■ Excerpt ■
━━━

Evaluating the association between carriage in different groups of children and IPD in adults
The relationship between carriage prevalence in children and IPD in adults can be difficult to interpret because of indirect protection (Web Figure 1). Nonetheless, carriage prevalence provides the most directly observable measure of vaccine-associated changes in transmission in children. We fitted Poisson regression models where the outcome was the number of IPD cases due to PCV7-targeted serotypes in a particular month and adult age group. The sole covariate was log(carriage prevalence) in a given age group at each time point. Log(carriage prevalence) was smoothed using PROC GAM, as described above. For these analyses, we focused on PCV7 serotypes only (rather than the 6 additional serotypes that were added to PCV13) because there was a brief period of time between the introduction of PCV7 and the introduction of PCV13, which made it difficult to disentangle early serotype replacement from vaccine-associated effects. Since the PCV7 serotypes are present in both vaccines, focusing on these serotypes allowed for more interpretable trajectories.
RESULTS
Description of the population
Nasopharyngeal swabs and vaccine status were obtained from 4,464 Jewish children under 5 years of age who visited the emergency department between 2009 and 2016. Among these children, the prevalence of PCV7 serotypes declined from 21% in 2009 to 2.6% in 2016. These declines were apparent in all age groups of children under 5 years of age, with the most rapid initial declines being observed among children aged 12–23 months and 24–35 months and slower declines being observed among children aged <12 months and 36–59 months (Figure 1, Web Figure 2). The differences in these trajectories between age groups were similar among healthy Jewish children living in central Israel (Web Figure 3). During the same time period, the proportion of IPD cases in adults caused by vaccine-targeted serotypes declined (Figure 2). These declines coincided with a rapid increase in vaccine uptake among children.

━━━

■ The data ■
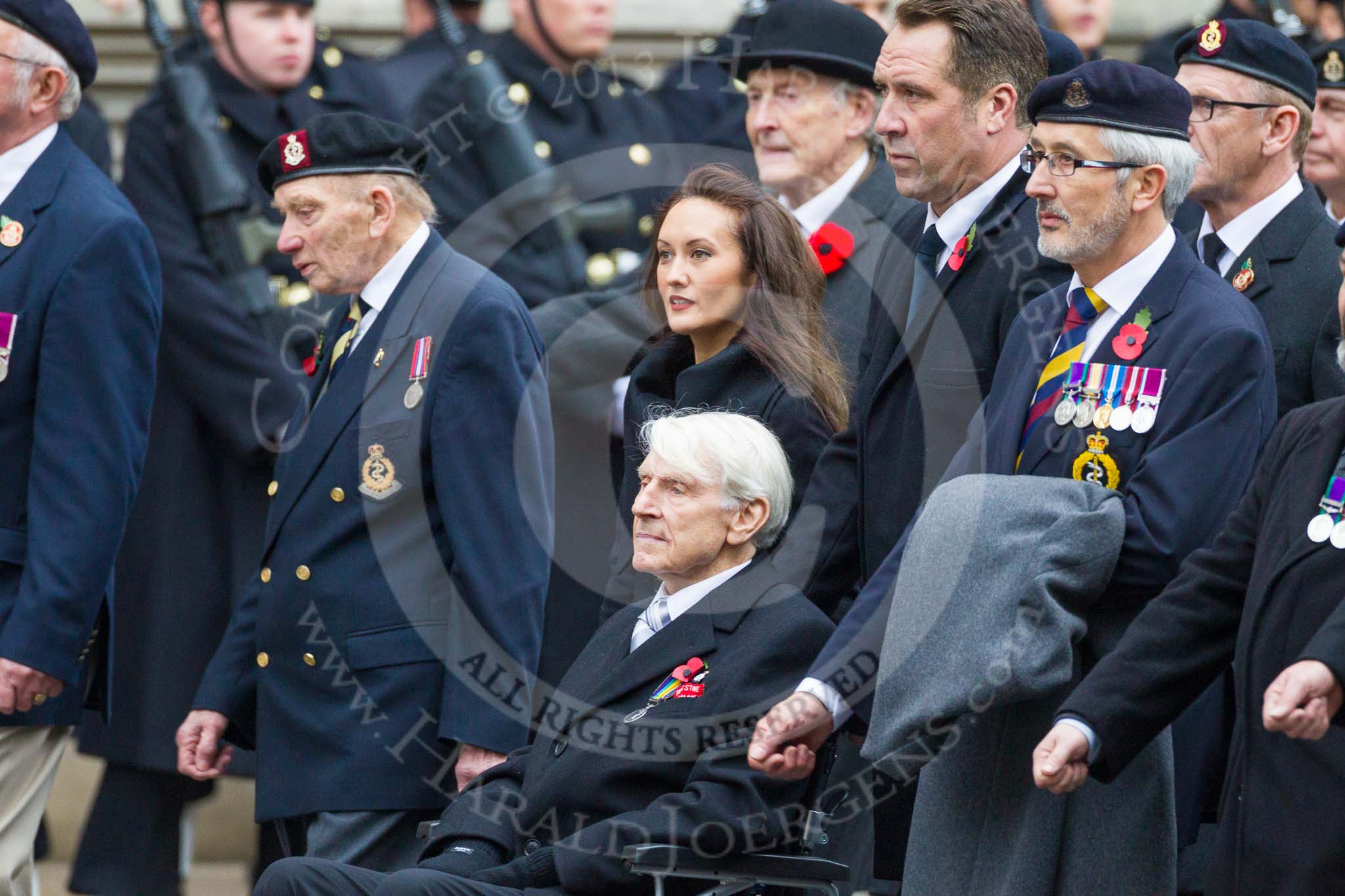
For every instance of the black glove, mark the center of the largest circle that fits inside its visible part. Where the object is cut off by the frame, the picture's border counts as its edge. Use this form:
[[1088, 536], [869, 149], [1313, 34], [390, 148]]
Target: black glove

━━━

■ Work task ■
Reproduce the entire passage on child carriage and adult IPD above, word for word and with no changes.

■ Solution to this task ■
Evaluating the association between carriage in different groups of children and IPD in adults
The relationship between carriage prevalence in children and IPD in adults can be difficult to interpret because of indirect protection (Web Figure 1). Nonetheless, carriage prevalence provides the most directly observable measure of vaccine-associated changes in transmission in children. We fitted Poisson regression models where the outcome was the number of IPD cases due to PCV7-targeted serotypes in a particular month and adult age group. The sole covariate was log(carriage prevalence) in a given age group at each time point. Log(carriage prevalence) was smoothed using PROC GAM, as described above. For these analyses, we focused on PCV7 serotypes only (rather than the 6 additional serotypes that were added to PCV13) because there was a brief period of time between the introduction of PCV7 and the introduction of PCV13, which made it difficult to disentangle early serotype replacement from vaccine-associated effects. Since the PCV7 serotypes are present in both vaccines, focusing on these serotypes allowed for more interpretable trajectories.
RESULTS
Description of the population
Nasopharyngeal swabs and vaccine status were obtained from 4,464 Jewish children under 5 years of age who visited the emergency department between 2009 and 2016. Among these children, the prevalence of PCV7 serotypes declined from 21% in 2009 to 2.6% in 2016. These declines were apparent in all age groups of children under 5 years of age, with the most rapid initial declines being observed among children aged 12–23 months and 24–35 months and slower declines being observed among children aged <12 months and 36–59 months (Figure 1, Web Figure 2). The differences in these trajectories between age groups were similar among healthy Jewish children living in central Israel (Web Figure 3). During the same time period, the proportion of IPD cases in adults caused by vaccine-targeted serotypes declined (Figure 2). These declines coincided with a rapid increase in vaccine uptake among children.